#### pikelakehomebrew

• Cellarman
• Posts: 47
• brewing in the north metro
##### metric nerdery please: calculation question
« on: March 22, 2012, 12:29:16 pm »
So I'm considering going metric with my calculations and measurements, and am presently reading an excellent book [Designing Great Beers by Ray Daniels]; and in his book he talks about calculating the malt bill for your recipe based on a few variables.  All his calculations revolve around Gravity Units (GU) and imperial measurements (pounds and gallons).  Like a couple sample formulas:

Code: [Select]
`G.U. + Batch Size in Gallons = Total G.U.`
Code: [Select]
`G.U. per Pounds of Malt ÷ Extract Potential G.U. ÷ Mash Efficiency = Pounds of Grain Needed`
Now I know the simple method to make this Metric-friendly would be to simply insert the formula for imperial to metric conversion right in the formula.  But I'm just curious, with formulas like this in mind, how does the REST of the world calculate things like Total Gravity, Pounds of Grist needed, etc.  Like would they just use °Plato instead or do they have entirely different formulas?

Just curious.
pikelakehomebrew.com
On tap: Oktoberfest, Belgian Dubbel, Peach Blonde Ale, Surly Furious clone

#### gmac

• Senior Brewmaster
• Posts: 1702
• London, Ontario
##### Re: metric nerdery please: calculation question
« Reply #1 on: March 22, 2012, 12:34:14 pm »
I use Ibrewmaster and set the default settings to metric.

My advice, if you do it in metric, stay in metric and don't try to switch back and forth in your head.  I was in school during the switch so I can sort of do both but I find that I often measure my hops in grams, my water in liters but my grain in lbs.  Not sure why.
ADAA continuation rule 1.13D Sir...SUDDEN DEATH!

#### nateo

• Brewmaster General
• Posts: 2133
##### Re: metric nerdery please: calculation question
« Reply #2 on: March 22, 2012, 12:46:12 pm »
I'm pretty sure most of the probrewer world uses Plato, and wine guys use Brix.

The imperial system makes so little sense to me, I do all my measurements in metric. I couldn't tell you how many ounces are in 3 pints if my life depended on it.

__DATA PROVIDED__:

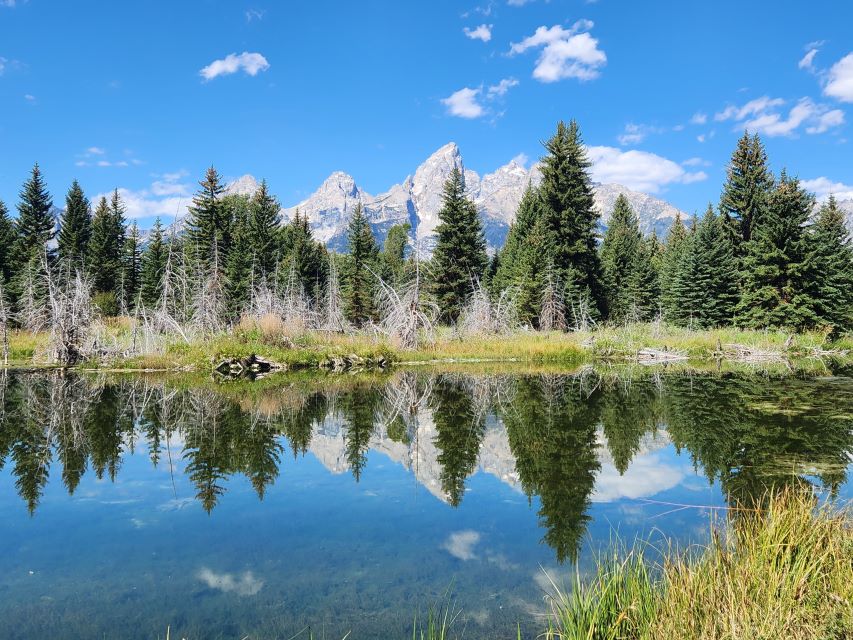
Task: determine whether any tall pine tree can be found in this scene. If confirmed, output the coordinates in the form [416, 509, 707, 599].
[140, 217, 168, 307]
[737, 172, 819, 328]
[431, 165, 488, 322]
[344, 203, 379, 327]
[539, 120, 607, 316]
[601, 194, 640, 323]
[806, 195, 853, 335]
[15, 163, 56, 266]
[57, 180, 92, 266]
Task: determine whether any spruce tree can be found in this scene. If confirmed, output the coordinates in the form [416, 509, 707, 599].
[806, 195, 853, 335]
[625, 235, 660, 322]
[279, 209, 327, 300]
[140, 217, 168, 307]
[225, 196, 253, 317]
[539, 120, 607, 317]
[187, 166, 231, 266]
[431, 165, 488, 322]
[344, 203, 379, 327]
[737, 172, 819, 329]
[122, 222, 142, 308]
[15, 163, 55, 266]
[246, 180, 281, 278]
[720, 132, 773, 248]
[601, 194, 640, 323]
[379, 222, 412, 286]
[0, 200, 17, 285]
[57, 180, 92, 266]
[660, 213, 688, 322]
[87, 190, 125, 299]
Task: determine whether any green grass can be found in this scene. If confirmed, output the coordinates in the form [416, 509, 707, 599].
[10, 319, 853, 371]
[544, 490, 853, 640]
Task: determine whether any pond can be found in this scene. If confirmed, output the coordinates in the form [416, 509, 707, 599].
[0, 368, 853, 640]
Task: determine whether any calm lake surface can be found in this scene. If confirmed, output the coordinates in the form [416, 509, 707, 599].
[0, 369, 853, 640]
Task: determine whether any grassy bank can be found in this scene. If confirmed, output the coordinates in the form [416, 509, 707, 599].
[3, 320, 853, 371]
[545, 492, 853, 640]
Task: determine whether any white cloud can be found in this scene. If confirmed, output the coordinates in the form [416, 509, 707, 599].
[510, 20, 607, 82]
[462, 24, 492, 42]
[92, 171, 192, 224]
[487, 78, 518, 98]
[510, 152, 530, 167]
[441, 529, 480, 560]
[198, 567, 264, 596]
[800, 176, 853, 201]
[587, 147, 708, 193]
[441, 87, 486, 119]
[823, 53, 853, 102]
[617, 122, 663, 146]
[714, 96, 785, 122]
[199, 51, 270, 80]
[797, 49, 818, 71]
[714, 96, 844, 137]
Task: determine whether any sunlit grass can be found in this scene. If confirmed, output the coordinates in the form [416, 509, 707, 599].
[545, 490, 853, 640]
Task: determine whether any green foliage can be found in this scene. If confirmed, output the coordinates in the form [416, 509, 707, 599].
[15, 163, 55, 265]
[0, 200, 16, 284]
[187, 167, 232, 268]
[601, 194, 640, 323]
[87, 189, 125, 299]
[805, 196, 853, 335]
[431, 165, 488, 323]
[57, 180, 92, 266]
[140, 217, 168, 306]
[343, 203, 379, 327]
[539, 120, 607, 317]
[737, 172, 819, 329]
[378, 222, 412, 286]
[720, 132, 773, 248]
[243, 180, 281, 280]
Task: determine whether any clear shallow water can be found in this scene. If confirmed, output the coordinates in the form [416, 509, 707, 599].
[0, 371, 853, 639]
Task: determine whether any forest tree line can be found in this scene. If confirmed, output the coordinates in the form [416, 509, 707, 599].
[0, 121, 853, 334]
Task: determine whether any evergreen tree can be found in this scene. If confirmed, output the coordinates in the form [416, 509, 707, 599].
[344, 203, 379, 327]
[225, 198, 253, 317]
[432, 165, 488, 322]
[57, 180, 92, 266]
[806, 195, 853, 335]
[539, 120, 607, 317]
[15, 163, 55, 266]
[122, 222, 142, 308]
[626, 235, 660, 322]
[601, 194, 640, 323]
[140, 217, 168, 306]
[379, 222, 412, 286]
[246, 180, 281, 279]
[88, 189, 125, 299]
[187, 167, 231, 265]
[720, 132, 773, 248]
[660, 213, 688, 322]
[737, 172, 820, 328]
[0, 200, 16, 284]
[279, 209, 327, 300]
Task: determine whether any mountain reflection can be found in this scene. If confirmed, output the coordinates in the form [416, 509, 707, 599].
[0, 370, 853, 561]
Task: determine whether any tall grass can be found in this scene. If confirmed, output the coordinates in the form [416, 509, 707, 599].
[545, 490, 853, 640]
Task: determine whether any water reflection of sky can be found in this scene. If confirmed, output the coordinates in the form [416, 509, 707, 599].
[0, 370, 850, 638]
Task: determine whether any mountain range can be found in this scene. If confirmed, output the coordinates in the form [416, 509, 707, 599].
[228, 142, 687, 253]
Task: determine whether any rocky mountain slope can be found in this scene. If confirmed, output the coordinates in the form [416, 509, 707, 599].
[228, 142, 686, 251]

* * *

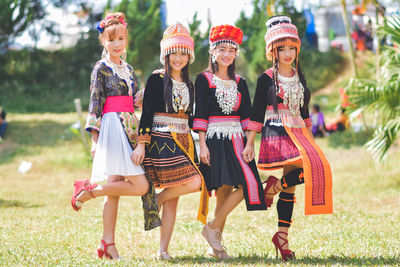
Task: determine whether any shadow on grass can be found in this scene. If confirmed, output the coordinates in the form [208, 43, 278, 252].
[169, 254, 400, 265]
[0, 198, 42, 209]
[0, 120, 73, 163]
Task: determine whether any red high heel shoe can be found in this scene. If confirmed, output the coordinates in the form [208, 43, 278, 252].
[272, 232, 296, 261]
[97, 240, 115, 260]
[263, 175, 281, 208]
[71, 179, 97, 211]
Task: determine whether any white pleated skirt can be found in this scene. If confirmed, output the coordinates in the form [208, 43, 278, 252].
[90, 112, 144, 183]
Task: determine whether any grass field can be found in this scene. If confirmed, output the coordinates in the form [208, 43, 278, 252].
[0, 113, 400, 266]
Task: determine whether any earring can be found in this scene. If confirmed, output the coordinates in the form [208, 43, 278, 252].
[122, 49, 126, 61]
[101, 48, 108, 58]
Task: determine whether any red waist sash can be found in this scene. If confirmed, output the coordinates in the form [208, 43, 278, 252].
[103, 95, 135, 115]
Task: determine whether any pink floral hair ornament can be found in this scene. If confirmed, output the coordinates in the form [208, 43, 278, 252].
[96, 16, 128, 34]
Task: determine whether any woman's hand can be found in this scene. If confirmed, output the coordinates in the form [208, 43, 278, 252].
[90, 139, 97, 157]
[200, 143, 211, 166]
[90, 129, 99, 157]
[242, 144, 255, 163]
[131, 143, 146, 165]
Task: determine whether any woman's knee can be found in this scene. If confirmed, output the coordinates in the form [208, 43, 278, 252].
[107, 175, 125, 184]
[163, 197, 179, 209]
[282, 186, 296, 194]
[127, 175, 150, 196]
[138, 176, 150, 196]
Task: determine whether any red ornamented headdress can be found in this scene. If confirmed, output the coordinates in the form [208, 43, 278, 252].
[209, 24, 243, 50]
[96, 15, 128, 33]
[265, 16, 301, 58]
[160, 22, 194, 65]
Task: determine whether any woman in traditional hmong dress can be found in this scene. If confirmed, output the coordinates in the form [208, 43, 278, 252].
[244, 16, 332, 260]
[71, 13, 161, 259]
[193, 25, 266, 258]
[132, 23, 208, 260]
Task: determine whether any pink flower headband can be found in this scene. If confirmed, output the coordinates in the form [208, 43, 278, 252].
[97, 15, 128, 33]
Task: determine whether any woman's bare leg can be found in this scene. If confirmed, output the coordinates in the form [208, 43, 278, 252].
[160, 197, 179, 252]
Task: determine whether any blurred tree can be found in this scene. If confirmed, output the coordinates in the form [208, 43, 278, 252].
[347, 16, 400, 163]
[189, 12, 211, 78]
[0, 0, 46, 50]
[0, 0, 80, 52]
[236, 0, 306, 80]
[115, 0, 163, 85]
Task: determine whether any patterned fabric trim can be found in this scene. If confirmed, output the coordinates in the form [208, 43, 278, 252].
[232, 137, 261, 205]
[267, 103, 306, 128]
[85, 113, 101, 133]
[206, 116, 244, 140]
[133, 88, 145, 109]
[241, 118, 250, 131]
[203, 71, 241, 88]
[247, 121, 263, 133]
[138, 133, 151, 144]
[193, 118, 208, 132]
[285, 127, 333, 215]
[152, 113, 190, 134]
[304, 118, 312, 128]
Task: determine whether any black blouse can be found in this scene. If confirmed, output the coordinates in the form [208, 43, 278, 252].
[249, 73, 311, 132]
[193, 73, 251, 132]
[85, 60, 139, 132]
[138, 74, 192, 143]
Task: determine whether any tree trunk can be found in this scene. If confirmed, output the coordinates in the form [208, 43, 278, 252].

* * *

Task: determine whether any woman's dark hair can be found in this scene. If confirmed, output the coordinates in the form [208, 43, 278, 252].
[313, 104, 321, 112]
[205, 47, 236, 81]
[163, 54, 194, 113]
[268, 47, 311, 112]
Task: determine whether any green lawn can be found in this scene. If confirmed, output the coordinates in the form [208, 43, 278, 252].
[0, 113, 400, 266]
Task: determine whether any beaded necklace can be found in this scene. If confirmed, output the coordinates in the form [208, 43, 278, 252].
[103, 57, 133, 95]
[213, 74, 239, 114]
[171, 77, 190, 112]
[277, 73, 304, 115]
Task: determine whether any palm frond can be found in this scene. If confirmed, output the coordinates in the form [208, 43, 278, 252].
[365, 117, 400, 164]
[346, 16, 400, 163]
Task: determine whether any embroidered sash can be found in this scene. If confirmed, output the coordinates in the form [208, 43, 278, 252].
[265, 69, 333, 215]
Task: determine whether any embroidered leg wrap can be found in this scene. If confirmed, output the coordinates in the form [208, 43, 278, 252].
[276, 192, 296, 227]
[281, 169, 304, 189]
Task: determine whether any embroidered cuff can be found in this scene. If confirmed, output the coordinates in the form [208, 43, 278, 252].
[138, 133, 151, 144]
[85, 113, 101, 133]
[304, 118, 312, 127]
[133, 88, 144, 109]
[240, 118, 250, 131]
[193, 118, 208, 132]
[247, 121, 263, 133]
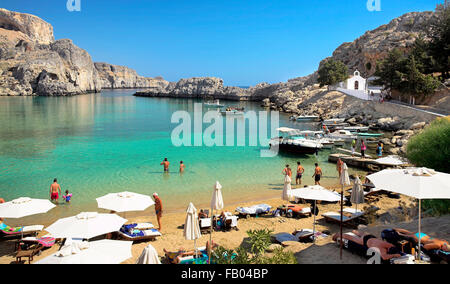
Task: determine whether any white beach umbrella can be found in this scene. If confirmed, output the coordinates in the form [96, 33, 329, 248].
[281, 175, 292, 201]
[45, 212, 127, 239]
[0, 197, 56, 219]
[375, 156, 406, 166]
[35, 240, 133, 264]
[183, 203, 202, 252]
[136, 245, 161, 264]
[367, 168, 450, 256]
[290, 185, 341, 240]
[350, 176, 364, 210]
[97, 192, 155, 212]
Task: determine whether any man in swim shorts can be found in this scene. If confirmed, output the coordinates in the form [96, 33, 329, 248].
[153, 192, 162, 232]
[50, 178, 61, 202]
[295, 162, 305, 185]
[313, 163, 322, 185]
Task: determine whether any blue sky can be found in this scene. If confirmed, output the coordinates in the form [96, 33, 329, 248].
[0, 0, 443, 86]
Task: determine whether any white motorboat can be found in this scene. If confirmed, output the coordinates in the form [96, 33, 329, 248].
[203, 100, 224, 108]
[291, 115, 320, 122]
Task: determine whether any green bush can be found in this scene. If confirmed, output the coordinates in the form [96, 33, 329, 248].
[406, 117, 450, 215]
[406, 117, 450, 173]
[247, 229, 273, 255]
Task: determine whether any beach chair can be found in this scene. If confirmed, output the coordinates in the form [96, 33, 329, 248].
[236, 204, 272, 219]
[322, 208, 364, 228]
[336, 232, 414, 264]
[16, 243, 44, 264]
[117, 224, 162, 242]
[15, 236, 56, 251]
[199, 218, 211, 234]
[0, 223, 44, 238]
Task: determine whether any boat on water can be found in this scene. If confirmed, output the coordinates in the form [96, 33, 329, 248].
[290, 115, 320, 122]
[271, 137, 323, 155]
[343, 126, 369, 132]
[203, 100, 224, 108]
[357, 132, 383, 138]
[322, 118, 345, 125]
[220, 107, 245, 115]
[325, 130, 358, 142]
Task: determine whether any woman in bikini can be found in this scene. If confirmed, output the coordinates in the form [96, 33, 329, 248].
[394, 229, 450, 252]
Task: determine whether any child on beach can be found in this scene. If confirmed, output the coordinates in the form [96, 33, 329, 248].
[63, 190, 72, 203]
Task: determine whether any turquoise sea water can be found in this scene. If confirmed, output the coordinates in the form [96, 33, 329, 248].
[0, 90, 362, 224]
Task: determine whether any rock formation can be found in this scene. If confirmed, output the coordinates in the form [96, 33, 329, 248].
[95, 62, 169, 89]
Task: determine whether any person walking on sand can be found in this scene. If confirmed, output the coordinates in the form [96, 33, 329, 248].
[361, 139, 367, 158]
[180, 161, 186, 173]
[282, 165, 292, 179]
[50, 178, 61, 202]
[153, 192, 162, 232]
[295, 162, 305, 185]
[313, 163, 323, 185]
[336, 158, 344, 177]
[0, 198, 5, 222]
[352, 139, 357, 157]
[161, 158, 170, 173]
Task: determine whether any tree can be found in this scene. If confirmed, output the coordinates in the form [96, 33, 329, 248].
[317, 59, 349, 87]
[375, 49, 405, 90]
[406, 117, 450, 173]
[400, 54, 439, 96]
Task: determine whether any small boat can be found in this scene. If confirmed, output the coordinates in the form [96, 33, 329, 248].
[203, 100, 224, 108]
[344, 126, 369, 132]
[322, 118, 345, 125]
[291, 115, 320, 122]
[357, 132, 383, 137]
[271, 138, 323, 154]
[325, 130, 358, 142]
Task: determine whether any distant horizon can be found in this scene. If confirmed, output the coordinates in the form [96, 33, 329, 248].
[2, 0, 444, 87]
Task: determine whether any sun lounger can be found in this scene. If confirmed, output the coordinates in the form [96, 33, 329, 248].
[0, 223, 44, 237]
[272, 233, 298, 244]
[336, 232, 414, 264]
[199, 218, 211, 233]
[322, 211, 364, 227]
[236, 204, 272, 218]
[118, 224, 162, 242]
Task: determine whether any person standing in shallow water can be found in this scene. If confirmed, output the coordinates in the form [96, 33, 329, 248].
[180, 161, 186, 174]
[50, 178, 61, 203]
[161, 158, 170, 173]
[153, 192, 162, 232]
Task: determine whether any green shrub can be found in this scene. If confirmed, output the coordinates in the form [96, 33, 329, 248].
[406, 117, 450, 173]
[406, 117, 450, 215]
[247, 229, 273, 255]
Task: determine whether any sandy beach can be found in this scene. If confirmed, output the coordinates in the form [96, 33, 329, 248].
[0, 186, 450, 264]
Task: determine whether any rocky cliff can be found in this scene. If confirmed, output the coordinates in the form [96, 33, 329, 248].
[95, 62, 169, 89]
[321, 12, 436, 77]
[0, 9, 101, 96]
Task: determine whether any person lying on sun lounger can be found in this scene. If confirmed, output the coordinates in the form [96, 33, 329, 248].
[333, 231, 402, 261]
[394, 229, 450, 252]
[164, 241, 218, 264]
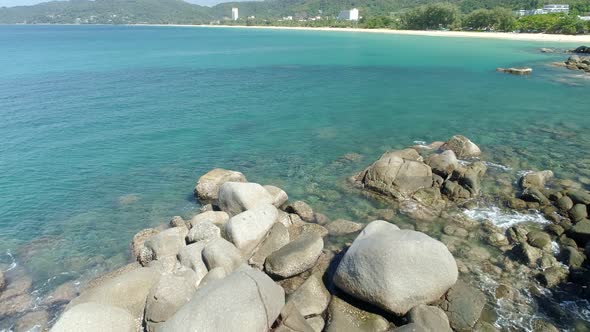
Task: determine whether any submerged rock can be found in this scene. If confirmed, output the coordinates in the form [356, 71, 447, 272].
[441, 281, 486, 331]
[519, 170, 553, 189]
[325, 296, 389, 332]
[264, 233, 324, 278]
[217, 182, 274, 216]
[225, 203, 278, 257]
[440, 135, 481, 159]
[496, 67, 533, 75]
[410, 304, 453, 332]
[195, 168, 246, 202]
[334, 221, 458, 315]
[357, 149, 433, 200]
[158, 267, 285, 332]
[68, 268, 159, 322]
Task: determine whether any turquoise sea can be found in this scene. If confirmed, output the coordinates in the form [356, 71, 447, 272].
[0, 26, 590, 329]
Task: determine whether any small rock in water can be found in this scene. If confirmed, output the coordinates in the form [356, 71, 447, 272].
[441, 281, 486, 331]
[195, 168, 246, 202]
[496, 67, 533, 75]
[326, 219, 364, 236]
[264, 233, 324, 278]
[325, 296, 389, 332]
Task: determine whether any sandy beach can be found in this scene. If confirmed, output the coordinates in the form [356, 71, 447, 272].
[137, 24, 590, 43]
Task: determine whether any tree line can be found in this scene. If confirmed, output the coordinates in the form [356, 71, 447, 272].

__BRIEF__:
Resume the forum thread on metric homebrewing calculations, continuing from its final sentence.

__RESPONSE BELOW__:
In der Kürze liegt die Würze.

#### morticaixavier

• Official Poobah of No Life.
• Posts: 3960
• Davis, CA
##### Re: metric nerdery please: calculation question
« Reply #3 on: March 22, 2012, 01:02:17 pm »
I'm pretty sure most of the probrewer world uses Plato, and wine guys use Brix.

The imperial system makes so little sense to me, I do all my measurements in metric. I couldn't tell you how many ounces are in 3 pints if my life depended on it.

48
"Creativity is the residue of wasted time" - A. Einstein
Fermenting:
CA Farmhouse Mk II w/ Almanac BR#1 dregs
CA Farmhouse Mk I w/ bugs & Cherries
On Tap:
California Farmhouse Mark II
In Bottles:
California Farmhouse Mark I
Tipsy Santa stout
2011 Sweet William BW
2011 Rumble Fish - Rumble barrel aged BW
2012 Belgian Wheat Wine with coconut sugar
2012 Sweet William maple BW
2012 All Munich BW

#### weithman5

• Senior Brewmaster
• Posts: 1591
• naperville, il
##### Re: metric nerdery please: calculation question
« Reply #4 on: March 22, 2012, 01:05:58 pm »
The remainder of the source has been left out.